[Start Dataset rows]

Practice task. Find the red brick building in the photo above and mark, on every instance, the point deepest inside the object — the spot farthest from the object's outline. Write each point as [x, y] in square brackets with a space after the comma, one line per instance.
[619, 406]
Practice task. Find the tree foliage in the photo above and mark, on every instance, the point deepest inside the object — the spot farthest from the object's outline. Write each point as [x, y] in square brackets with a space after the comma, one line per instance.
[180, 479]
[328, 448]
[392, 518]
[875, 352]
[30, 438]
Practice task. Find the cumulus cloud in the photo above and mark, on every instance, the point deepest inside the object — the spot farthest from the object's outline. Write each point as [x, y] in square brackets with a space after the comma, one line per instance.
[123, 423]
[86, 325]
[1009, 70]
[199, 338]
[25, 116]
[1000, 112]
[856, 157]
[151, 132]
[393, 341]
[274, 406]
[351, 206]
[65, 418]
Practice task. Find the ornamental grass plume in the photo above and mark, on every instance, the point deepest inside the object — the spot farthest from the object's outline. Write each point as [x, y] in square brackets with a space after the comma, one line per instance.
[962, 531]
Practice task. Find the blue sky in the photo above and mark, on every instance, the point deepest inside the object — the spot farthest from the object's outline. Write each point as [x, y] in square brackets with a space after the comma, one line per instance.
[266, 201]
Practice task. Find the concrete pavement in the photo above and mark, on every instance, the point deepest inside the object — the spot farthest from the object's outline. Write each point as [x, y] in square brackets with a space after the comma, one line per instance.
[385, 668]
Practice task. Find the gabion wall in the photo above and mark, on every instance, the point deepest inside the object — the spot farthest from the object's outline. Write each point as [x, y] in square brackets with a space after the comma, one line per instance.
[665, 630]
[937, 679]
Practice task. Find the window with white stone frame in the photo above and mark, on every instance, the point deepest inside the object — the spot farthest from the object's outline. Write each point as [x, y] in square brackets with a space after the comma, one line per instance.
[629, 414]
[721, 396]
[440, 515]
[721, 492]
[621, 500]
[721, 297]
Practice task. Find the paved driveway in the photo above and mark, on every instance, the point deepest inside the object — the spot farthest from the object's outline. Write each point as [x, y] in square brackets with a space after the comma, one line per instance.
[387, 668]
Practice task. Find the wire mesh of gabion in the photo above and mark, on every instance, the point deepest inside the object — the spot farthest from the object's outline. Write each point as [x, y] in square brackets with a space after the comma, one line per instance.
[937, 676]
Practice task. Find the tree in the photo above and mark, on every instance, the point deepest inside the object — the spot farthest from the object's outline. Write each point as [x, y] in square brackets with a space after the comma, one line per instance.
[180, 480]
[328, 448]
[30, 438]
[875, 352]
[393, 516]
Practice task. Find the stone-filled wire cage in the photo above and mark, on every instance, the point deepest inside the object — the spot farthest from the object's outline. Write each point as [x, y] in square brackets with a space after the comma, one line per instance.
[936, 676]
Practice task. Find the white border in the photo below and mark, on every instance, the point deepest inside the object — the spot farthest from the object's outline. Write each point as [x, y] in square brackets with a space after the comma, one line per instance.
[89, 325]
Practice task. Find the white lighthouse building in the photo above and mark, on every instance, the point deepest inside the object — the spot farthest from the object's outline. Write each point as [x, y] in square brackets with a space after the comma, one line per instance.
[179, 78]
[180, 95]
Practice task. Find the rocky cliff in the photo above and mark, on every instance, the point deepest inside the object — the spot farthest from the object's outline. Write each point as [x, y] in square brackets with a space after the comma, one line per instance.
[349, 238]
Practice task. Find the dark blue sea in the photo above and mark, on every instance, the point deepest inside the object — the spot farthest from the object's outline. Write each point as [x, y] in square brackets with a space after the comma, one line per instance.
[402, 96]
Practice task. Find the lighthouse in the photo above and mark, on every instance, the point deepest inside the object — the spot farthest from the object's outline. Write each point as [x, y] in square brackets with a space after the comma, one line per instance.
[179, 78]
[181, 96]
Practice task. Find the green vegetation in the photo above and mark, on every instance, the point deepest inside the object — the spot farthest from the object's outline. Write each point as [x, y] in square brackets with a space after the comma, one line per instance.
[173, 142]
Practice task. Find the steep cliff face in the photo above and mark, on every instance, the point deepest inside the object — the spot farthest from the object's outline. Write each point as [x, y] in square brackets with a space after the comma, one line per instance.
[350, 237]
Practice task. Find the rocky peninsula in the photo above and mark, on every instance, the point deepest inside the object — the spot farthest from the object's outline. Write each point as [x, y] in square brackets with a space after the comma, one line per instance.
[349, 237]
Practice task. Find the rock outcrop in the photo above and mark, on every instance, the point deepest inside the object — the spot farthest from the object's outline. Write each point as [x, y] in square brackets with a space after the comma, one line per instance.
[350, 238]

[End Dataset rows]

Could you lay out all the records above as a two-column CSV headed text and answer, with one row per record, each value in its own quoted field, and line breaks replaced by spaces?

Task output:
text,answer
"Practice task. Find the red brick building in the photo above and mark, on every instance, the point deepest inside the object — the spot farthest from the object's outline. Write each point as [x, y] in square brackets with a space after the comma, one line per instance.","[619, 406]"
"Practice task. Find the tree foliage in the photo above and mark, on every instance, the point deepest inside the object — the spot farthest from the object's outline. Write each point as [x, y] in square brackets with a space after the comma, one line per instance.","[180, 479] [328, 448] [392, 518] [875, 352] [30, 438]"
"Practice task. Find the cumulus cloud in the photo above and mark, on every instance, the point deepest inside the object — the spot farthest from the object's outline. Write each point as [x, y] in square brackets with a space after the comma, one line per instance.","[123, 423] [86, 325] [1009, 70] [199, 338] [25, 116] [1000, 112] [856, 157] [151, 132] [393, 341] [274, 406] [351, 206] [65, 418]"
"Practice task. Find the ornamental grass plume in the photo above and mark, on every instance, the point deepest inside the object — the spot farthest from the object's outline. Write each point as [x, y] in square brackets with a space after the comma, one line per instance.","[962, 531]"
"Practice task. Find the blue sky in the photo above and mark, on every instance, the point deepest inside the object — the spot farthest from the object's outline. Write each point as [x, y] in square brackets with a space after the comma, one line per instance.","[266, 201]"
"Practice task. Find the concrete pavement in the photo above and mark, on every instance, the point deepest inside the object — the spot farthest from the object's outline. Write each point as [x, y] in square brackets with a space after the comma, one line per instance.","[385, 668]"
"Practice task. Find the gabion wall in the photo above and mark, on every instance, the point deepest inside the object — the spot farthest from the object's outline. Write each point as [x, y] in square brackets with a space after the comma, one line per instance.","[665, 630] [937, 679]"
"Practice task. Find the window with white stone frame in the photo above and mark, on every instance, the point deepest inside the object — the spot farthest from the object's outline. Write each point as [x, y] in square brackets with a space after the comma, one line per instance.","[629, 414] [721, 396] [440, 515] [721, 492] [621, 500] [721, 297]"
"Practice task. Find the paved driveway in the photo above and mark, on every instance, the point deepest inside the object — the spot farthest from the object's outline. Write each point as [x, y] in square brackets with a space after the comma, one line per instance.","[387, 668]"
"Practice task. Find the wire mesh of gabion in the photo above and mark, on every instance, the point deepest inside the object — the spot farthest from the object's outline. Write each point as [x, y] in square brackets with a space after the comma, one line per instance.","[937, 676]"
"Practice task. Find the tree in the photo above and mark, on every instance, the point deepest inside the object — the spot farthest from the object's outline. Write each point as [x, y] in square brackets with a space after the comma, one line per instance.","[180, 480] [328, 448] [30, 438] [875, 352] [393, 516]"
"Practice task. Find the stone-filled wire cage in the photo above and mark, on every instance, the point deepest inside the object — the spot farthest from the object's outline. Write each point as [x, y] in square brackets with a space after the comma, one line per instance.","[936, 676]"
"Practice task. Find the white border in the photo below and mark, on every instance, the point deepest inside the object — the spot farthest from the object's outline. Write each point as [x, y] in square brackets with a space after the comma, one line per instance.","[89, 325]"
"Practice task. Find the white lighthouse building in the photo above and mark, on every instance, the point deepest inside the object — the spot farthest from the object's outline. Write each point as [x, y] in square brackets with a space after the comma, one line per instance.","[179, 78] [180, 95]"
"Practice task. Find the rocky cliff in the photo above and mark, on every instance, the point deepest inside the object — the spot farthest from the object's outline. Write each point as [x, y] in square brackets with a space after the comma, one line per instance.","[349, 238]"
"Practice task. Find the dark blue sea in the photo above and mark, on every instance, the point deepest inside the object — the spot farthest from the object's outline. Write each point as [x, y] in square brackets with a space after the comma, one line per instance.","[402, 96]"
"Practice task. Find the lighthouse in the photo above and mark, on every instance, the point deepest inside the object — the spot farthest from the object's outline. Write each point as [x, y] in square brackets with a space after the comma, one line per instance.","[179, 78] [181, 96]"
"Practice task. Find the green vegetation in the photo above and mark, on every instance, the point deepest inside the object — the spot farthest from the object's outline. Write each point as [x, y] in square brackets with a space after the comma, one line per instance.","[173, 142]"
"Practice task. Find the steep cliff face in the photo above and mark, on every instance, the point deepest inside the object — the spot farthest from the object's outline. Write each point as [x, y] in square brackets with a space after the comma, one line per instance.","[350, 237]"
"Practice task. Find the rocky peninsula in the photo above and mark, on every instance, the point deepest inside the object — the spot farthest from the object's outline. Write each point as [x, y] in square brackets with a space after the comma, one line per instance.","[349, 237]"
"Practice task. Find the rock outcrop in the photo above and mark, on every instance, the point deepest inside the object — the spot farthest from the object's outline. Write each point as [x, y] in square brackets with a space after the comma, one line per instance.","[350, 238]"